Data lines:
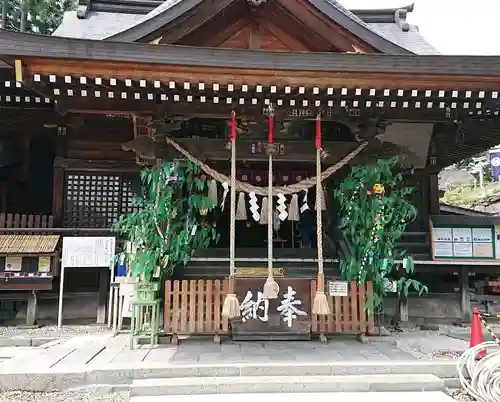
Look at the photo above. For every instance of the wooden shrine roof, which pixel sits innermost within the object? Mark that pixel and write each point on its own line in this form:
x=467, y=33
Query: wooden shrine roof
x=129, y=20
x=28, y=244
x=49, y=47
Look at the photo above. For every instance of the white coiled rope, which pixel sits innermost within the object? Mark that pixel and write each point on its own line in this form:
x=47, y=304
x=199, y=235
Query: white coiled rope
x=481, y=378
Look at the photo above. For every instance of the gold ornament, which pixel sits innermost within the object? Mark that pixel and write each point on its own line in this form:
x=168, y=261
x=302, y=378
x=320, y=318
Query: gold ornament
x=378, y=188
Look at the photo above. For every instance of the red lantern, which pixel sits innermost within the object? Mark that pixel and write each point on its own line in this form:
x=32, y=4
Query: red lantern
x=233, y=126
x=271, y=129
x=318, y=131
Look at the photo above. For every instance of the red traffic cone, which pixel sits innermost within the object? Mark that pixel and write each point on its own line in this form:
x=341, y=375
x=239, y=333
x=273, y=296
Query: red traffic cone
x=476, y=333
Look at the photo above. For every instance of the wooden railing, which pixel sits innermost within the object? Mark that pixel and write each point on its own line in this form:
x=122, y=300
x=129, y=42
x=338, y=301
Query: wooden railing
x=17, y=221
x=195, y=308
x=349, y=314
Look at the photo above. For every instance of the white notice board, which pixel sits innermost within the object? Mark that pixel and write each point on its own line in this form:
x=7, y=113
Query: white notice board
x=88, y=252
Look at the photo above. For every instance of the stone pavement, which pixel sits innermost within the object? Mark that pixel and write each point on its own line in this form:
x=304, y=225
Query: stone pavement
x=300, y=397
x=100, y=351
x=105, y=360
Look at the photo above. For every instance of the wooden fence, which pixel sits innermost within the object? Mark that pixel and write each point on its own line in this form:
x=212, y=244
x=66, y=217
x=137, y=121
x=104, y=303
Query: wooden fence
x=349, y=314
x=195, y=308
x=17, y=221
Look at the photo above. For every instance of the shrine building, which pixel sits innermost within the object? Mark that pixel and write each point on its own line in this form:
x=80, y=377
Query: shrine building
x=156, y=77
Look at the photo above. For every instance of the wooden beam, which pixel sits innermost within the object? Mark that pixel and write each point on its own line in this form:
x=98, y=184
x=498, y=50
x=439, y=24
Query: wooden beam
x=249, y=150
x=238, y=76
x=187, y=25
x=327, y=29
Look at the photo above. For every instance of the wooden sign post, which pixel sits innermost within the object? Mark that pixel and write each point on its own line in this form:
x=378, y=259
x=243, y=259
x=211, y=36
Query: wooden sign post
x=286, y=318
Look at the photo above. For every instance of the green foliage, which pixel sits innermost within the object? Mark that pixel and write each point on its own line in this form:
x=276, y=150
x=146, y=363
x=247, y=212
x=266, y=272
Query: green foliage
x=168, y=226
x=370, y=259
x=42, y=16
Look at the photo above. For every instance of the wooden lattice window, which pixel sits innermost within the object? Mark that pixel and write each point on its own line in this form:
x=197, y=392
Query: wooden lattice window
x=97, y=199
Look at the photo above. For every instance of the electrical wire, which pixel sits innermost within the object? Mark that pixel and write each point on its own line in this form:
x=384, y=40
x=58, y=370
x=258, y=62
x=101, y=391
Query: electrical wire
x=481, y=378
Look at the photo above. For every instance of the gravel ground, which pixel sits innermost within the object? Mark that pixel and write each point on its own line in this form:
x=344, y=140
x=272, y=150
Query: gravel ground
x=66, y=396
x=51, y=331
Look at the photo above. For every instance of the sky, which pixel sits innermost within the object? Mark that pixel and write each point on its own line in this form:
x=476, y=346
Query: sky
x=459, y=27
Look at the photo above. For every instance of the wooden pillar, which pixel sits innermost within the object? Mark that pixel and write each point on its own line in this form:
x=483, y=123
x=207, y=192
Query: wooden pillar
x=104, y=276
x=403, y=309
x=433, y=194
x=31, y=309
x=58, y=196
x=464, y=294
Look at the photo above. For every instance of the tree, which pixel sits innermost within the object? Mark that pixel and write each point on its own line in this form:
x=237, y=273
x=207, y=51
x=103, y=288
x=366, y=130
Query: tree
x=169, y=224
x=37, y=16
x=376, y=210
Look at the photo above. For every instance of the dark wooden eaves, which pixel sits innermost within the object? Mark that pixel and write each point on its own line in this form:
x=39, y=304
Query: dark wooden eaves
x=357, y=28
x=15, y=44
x=383, y=15
x=116, y=6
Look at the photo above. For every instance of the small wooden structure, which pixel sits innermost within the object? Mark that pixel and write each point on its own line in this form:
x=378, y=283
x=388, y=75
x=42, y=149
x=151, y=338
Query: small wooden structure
x=28, y=262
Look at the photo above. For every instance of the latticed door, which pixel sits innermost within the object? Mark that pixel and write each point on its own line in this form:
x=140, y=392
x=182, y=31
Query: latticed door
x=97, y=199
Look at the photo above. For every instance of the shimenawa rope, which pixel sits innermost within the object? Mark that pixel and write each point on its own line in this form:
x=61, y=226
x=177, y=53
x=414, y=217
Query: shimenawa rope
x=271, y=287
x=263, y=191
x=231, y=307
x=320, y=303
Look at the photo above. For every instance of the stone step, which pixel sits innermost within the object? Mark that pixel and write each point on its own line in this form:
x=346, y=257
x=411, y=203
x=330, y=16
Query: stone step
x=19, y=375
x=431, y=396
x=279, y=384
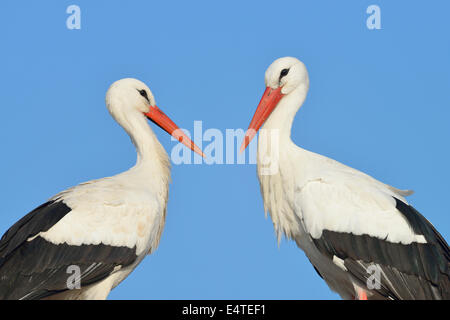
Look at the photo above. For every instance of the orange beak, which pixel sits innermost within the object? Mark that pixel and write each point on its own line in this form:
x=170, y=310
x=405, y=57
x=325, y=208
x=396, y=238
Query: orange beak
x=268, y=102
x=164, y=122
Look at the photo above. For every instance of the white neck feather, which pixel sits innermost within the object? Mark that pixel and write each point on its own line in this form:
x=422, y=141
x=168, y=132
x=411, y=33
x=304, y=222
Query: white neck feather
x=152, y=160
x=276, y=187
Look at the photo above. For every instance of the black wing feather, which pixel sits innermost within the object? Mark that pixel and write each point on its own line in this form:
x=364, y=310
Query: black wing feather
x=38, y=269
x=413, y=271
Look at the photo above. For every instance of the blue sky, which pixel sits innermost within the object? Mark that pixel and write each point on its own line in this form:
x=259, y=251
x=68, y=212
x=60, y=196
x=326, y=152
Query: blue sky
x=378, y=101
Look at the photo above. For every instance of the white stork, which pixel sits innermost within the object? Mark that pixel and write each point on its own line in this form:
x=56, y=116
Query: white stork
x=360, y=234
x=101, y=229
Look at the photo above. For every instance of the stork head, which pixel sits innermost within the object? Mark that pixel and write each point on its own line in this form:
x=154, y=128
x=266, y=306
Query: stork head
x=284, y=76
x=129, y=97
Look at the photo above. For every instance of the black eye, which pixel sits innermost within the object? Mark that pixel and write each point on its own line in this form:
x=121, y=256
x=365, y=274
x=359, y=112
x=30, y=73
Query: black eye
x=284, y=73
x=144, y=94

Problem to solve: Replace "Query" with "Target" in everything from the line containing "Look at the photo above. For every instance of the shrine" down to the line containing "x=459, y=27", and give those lines again with nothing else changed.

Output of the task:
Look at the photo above. For every instance of the shrine building, which pixel sits innermost within the object? Mark that pixel and write each point on its own line in this form:
x=80, y=377
Target: shrine building
x=156, y=77
Look at the photo above. For every instance of the wooden beam, which pixel sits innermost within the object? Mark that pixel and write each point on its own line in this form:
x=98, y=184
x=498, y=50
x=439, y=24
Target: wooden beam
x=249, y=150
x=238, y=76
x=187, y=25
x=327, y=29
Look at the photo above. For every instance of the wooden sign post, which pixel sits innermost within the object? Mark that pixel and write each point on its own line in this form:
x=378, y=259
x=243, y=259
x=211, y=36
Target: wooden sign post
x=286, y=318
Look at the photo above. For every instance of the green foliage, which pixel sits innermost within the object? Mark that pixel and write each point on its own line in this form:
x=276, y=150
x=146, y=363
x=247, y=212
x=266, y=272
Target: green foliage
x=168, y=226
x=370, y=259
x=42, y=16
Look at the photo above. For every instance of the wooden lattice window, which pixel sits innermost within the object? Mark that pixel and write each point on its own line in this form:
x=197, y=392
Target: wooden lattice window
x=97, y=199
Look at the photo above. For every instance of the electrical wire, which pixel sits innermost within the object? Mark that pixel and write each point on its own line in this form:
x=384, y=40
x=58, y=370
x=258, y=62
x=101, y=391
Target: electrical wire
x=481, y=378
Look at the photo above. For every instance of the gravel ground, which pixel sits innermost within the object? Mark that pixel and write each point on its own line in this form:
x=344, y=140
x=272, y=150
Target: gravel ground
x=66, y=396
x=51, y=331
Look at the photo above. For every instance of the sky, which pixel sits innermost within the object? Mark that pixel and write each point on its own line in this form:
x=476, y=346
Target: sky
x=459, y=27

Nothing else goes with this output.